* [YOUR GOAL]: Transcribe the data that follows. Match it character for character.

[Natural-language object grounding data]
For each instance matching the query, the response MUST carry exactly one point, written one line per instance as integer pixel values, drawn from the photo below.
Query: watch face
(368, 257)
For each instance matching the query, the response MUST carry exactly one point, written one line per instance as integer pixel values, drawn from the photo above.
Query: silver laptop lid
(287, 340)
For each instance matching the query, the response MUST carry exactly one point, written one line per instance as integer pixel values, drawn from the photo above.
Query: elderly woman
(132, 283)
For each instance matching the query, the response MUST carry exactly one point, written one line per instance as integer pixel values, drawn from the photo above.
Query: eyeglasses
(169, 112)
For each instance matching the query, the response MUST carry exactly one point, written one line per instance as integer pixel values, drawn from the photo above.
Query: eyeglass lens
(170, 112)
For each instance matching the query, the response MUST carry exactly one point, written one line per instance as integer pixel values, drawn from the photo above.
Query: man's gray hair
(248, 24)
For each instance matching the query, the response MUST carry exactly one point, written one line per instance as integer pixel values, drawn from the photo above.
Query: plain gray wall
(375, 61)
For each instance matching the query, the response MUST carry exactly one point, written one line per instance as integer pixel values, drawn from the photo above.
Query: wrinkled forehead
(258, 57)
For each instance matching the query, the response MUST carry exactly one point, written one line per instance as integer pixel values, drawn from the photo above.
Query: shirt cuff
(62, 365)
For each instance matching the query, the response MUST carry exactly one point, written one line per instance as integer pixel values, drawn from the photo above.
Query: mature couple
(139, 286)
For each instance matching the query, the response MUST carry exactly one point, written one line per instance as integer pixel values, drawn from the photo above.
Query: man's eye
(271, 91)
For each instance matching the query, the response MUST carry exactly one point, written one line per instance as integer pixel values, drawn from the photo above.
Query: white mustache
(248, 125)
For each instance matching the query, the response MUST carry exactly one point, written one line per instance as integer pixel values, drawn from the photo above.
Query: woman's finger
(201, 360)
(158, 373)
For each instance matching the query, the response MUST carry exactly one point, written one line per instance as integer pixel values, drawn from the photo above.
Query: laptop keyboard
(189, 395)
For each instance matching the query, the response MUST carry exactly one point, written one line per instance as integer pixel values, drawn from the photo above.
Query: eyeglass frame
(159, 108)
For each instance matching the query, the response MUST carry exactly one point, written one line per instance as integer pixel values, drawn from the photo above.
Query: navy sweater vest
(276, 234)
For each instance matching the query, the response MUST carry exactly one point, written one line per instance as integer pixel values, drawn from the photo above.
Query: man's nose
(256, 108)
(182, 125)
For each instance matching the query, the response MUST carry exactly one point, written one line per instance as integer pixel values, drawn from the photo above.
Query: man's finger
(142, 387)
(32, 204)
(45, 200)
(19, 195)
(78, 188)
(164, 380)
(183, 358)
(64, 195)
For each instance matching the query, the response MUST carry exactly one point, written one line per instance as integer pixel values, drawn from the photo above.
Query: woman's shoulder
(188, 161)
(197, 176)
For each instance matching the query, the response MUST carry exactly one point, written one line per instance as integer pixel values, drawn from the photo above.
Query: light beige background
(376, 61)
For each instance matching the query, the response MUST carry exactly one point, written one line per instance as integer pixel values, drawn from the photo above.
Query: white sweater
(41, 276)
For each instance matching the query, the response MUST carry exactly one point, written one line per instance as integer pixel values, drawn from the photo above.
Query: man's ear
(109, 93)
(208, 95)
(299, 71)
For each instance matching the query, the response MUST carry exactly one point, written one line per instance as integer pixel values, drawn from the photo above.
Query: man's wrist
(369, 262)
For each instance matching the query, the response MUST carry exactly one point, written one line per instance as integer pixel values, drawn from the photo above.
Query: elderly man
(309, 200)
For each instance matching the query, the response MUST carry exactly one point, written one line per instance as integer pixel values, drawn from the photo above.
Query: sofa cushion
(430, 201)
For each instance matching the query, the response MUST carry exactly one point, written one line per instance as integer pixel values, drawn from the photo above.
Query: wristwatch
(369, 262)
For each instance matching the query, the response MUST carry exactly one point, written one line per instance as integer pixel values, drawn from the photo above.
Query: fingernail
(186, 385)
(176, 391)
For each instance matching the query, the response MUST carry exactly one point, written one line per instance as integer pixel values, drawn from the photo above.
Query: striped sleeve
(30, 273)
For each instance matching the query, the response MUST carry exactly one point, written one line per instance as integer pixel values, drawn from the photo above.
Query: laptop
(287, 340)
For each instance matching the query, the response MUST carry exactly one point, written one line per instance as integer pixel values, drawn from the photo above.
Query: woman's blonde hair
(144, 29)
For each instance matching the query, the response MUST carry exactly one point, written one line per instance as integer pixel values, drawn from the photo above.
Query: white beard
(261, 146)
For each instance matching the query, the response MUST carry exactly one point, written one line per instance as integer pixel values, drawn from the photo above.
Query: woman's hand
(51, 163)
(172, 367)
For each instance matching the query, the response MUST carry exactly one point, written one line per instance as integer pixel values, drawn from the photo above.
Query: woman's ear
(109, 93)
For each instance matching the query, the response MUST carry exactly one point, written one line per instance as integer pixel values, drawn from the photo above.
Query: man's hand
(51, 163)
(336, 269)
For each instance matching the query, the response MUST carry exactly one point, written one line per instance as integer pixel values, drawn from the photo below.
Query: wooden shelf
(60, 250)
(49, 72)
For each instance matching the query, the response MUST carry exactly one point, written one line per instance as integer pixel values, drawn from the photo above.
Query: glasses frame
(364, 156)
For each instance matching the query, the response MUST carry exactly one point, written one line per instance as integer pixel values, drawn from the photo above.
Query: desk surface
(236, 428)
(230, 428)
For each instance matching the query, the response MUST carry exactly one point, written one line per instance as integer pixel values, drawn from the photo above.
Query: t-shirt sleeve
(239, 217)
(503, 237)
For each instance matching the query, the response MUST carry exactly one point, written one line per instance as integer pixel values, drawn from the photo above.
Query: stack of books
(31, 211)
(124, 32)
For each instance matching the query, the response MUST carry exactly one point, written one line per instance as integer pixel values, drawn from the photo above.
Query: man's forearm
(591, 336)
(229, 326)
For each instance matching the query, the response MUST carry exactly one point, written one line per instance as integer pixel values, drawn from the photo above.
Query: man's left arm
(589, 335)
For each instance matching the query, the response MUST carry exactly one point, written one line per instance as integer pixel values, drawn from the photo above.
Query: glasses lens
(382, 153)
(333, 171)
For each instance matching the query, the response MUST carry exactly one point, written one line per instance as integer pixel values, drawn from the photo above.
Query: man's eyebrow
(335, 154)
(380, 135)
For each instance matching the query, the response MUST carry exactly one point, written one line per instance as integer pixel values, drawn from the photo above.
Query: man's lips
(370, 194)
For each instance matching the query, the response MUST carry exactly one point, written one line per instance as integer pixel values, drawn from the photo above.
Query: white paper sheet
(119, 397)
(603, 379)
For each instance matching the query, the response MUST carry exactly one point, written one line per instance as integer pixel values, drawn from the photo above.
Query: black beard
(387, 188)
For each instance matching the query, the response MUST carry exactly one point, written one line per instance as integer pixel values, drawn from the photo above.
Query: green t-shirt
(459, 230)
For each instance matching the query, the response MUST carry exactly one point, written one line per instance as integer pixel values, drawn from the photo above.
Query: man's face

* [WRITTEN RESPONSE]:
For each instance matching the query, the response MUST carry exactly one point, written one line per instance as integer pixel values, drawn from the photo below.
Query: watch face
(368, 257)
For each instance matching the query, the response MUST carry exactly one point, written one line per instance as integer pixel values, drawn from the photo above.
Query: silver laptop lid
(287, 340)
For each instance matching the query, the response MUST carry exactly one point, written one line per instance as integer pixel values, drawn from the photo above.
Query: elderly woman
(132, 283)
For each instance matching the query, the response MUST carry exactly one point, written one line per instance as integer pixel values, drawn from the photo above.
Query: eyeglasses
(169, 112)
For each instance matching the query, the response MUST carry exactly one point, written one line per instance as integer pixel values, drawn from the photo above.
Query: eyeglass lens
(170, 112)
For each instance matching the query, the response MUST carry exactly one point, written one line per instance as integer pixel values, drawn from the photo above.
Query: man's gray hair
(248, 24)
For each instance matching the query, the response MUST carry exactly one point, written one line per instance as integer pixel values, drawn from the photo above.
Query: plain gray wall
(375, 61)
For each instance matching the query, the response MUST carry exactly one point, written one line per instance as integer pixel values, drawn from the photo above.
Query: wrinkled forehead
(258, 57)
For each instance matching the query, the response MUST carry exactly one point, written one line per instance as integer pixel values, drawn from the photo above.
Query: shirt cuff
(62, 365)
For each instance matching the query, the response MUST carry exactly one point, written one line per instance as integer pixel values, drawn from the photo above.
Query: mature couple
(139, 286)
For each instance matching the query, the response MUST carry exactly one point, written one line per instance as integer pixel values, drawn from the photo above.
Query: man's eye
(271, 91)
For each instance matching the query, the response MUST carry exactly one point, written one line per instance as integer pixel values, drawn from the photo above.
Query: white mustache
(248, 125)
For each instance matching the query, the response MUST carry exactly one point, written one line per instance as integer pixel values, drawn from the photo above.
Query: woman's finger
(201, 360)
(158, 373)
For each instance matching the query, the response MUST carry exactly one point, written one line per instance as integer pixel values, drawn from the photo above.
Query: laptop keyboard
(189, 395)
For each instance matching the query, the response MUST carry exactly one point, written one line per instance as integer pixel values, drawn from the photo above.
Query: eyeglass frame
(159, 108)
For each instance matching the query, the response MUST carry exactly one point, written one line per instance as integer pixel values, drawn from the photo above.
Query: navy sweater vest
(276, 234)
For each instance matching the query, the response MUST carry exactly one point, written one line per instance as integer pixel values, drawn from the photo above.
Query: man's nose
(256, 108)
(182, 125)
For each instance matching the query, the response MUST carry exactly one point, written one line per instance as integer pixel values, drawn from the photo above.
Query: man's finger
(142, 387)
(32, 204)
(45, 200)
(19, 195)
(78, 188)
(164, 380)
(183, 358)
(64, 195)
For each instance matching the query, the response MUST carry exactly one point, written one line per instance as integer pixel values, drawn from the photo above.
Query: woman's shoulder
(188, 161)
(197, 176)
For each instance matching the query, the response MUST carry exactly one point, written one line per instance as integer pixel values, drawn from the photo above.
Query: light beige background
(376, 61)
For each instance matching the query, the response MUST carry exactly one point, written one line per instance as integer pixel values, drawn from the photo above.
Query: white sweater
(41, 276)
For each instance matching the query, the response MUST carry exactly one point, written one line per instance as integer pixel values, drawn from the photo above.
Query: man's ear
(109, 93)
(208, 95)
(299, 71)
For each instance matching the query, the response MUST carry exactly one point, written one line per instance as integer pixel values, drawn from the photo above.
Query: man's wrist
(369, 262)
For each instance matching the query, the response MUST carry exactly one point, written one line per instance as integer pixel values, drawn from the photo above.
Query: elderly man
(309, 200)
For each instance matching the query, the response MUST carry exactly one point, written one line per instance as integer pixel values, drawn from the photo above.
Query: sofa cushion
(430, 201)
For each instance matching the query, the response MUST carry exactly one point, written one line per instance as integer pixel values, drawn from the photo above.
Query: wristwatch
(369, 262)
For each instance matching the query, the response MUST carry exactly one point, written one line per instance as integer pixel values, drawn from the photo above.
Query: fingernail
(186, 385)
(176, 391)
For each instance matching the query, the response MUST carry exactly one point, written one line per instance as integer pixel values, drawn from the photo above.
Query: striped sleeve
(30, 273)
For each instance matching the query, the response MUST carry exactly one point, written one line per instance as integer pixel values, drawn from the photo above.
Query: laptop
(287, 340)
For each instance matching the query, the response MUST carry exactly one point, written one line per instance as integer pixel values, drawn from the photo above.
Query: woman's blonde hair
(144, 29)
For each instance matching the query, the response MUST carry exactly one point, written one line per instance as integer pixel values, drawn from the photo above.
Query: white beard
(261, 146)
For each instance matching the query, the response MUST carry exactly one point, written one line per instance as integer pixel values, drawn from the photo above.
Query: woman's hand
(51, 163)
(172, 367)
For each instance matching the query, the response MUST carry exactly one point, written one line per instance as integer pixel values, drawn from the photo above.
Query: woman's ear
(109, 93)
For each instance matching the query, the response MUST carry exactly one point, written one line per instance as integer pixel values, drawn from the photo above.
Query: man's hand
(51, 163)
(336, 269)
For each instance matching the query, the response MUST carry exactly one point, written one line per instance as integer pixel values, drawn from the photo below.
Query: wooden shelf
(60, 250)
(49, 72)
For each instance matching the query, the response MUST carry exactly one point, written one line per instance as integer pixel values, drawn from the photo above.
Query: glasses frame
(364, 156)
For each instance matching the query, the response MUST carry exactly one point, written one line per instance as integer pixel values, drawn from the photo above.
Query: desk surface
(236, 428)
(230, 428)
For each instance matching the query, the response MUST carry exactly one point, written one line per instance as integer pixel values, drawn from the photo above.
Query: t-shirt sleeve
(239, 217)
(503, 237)
For each instance matching the query, the response MUST carry exactly one point, written one line per instance as integer pixel values, drawn from the photo above.
Query: stack of books
(31, 211)
(124, 32)
For each instance matching the query, the response MUST carry exactly one point, written one line per instance as integer pixel values, drawn from the photo above.
Query: man's forearm
(591, 336)
(229, 326)
For each instance matching the query, the response MUST carry exactly one point, written one line per instance as integer pixel values, drawn from the photo above.
Query: man's left arm
(589, 335)
For each instance matching the query, the response MUST carry exactly one point, written one line per instance as integer pixel values, drawn from the photo above.
Query: glasses lens
(382, 153)
(333, 171)
For each instance matching the query, the response MUST carry exactly one point, written one line per instance as integer pixel values, drawn from the photo above.
Query: man's eyebrow
(335, 154)
(380, 135)
For each instance matching the query, the response MUST carry exactly one point, written one line per instance as integer pixel values, drawn from the photo above.
Query: man's lips
(370, 194)
For each instance matching the query, the response MUST carry exactly one point, written one line per instance as integer pixel values, drawn from the photo above.
Query: white paper sheet
(119, 397)
(603, 379)
For each instance matching the query, the response MUST carry exactly one point, written one line per instance as integer pixel values, drawn from the photo above.
Query: black beard
(387, 188)
For each instance matching the query, the response MUST carry exactly one point, written one line per instance as integer pixel values, drawn from the photo above.
Query: green t-shirt
(459, 230)
For each instance matching the query, the response MUST carry exactly one point, written one line per instance as integer pixel values, drawn from the photo above.
Query: man's face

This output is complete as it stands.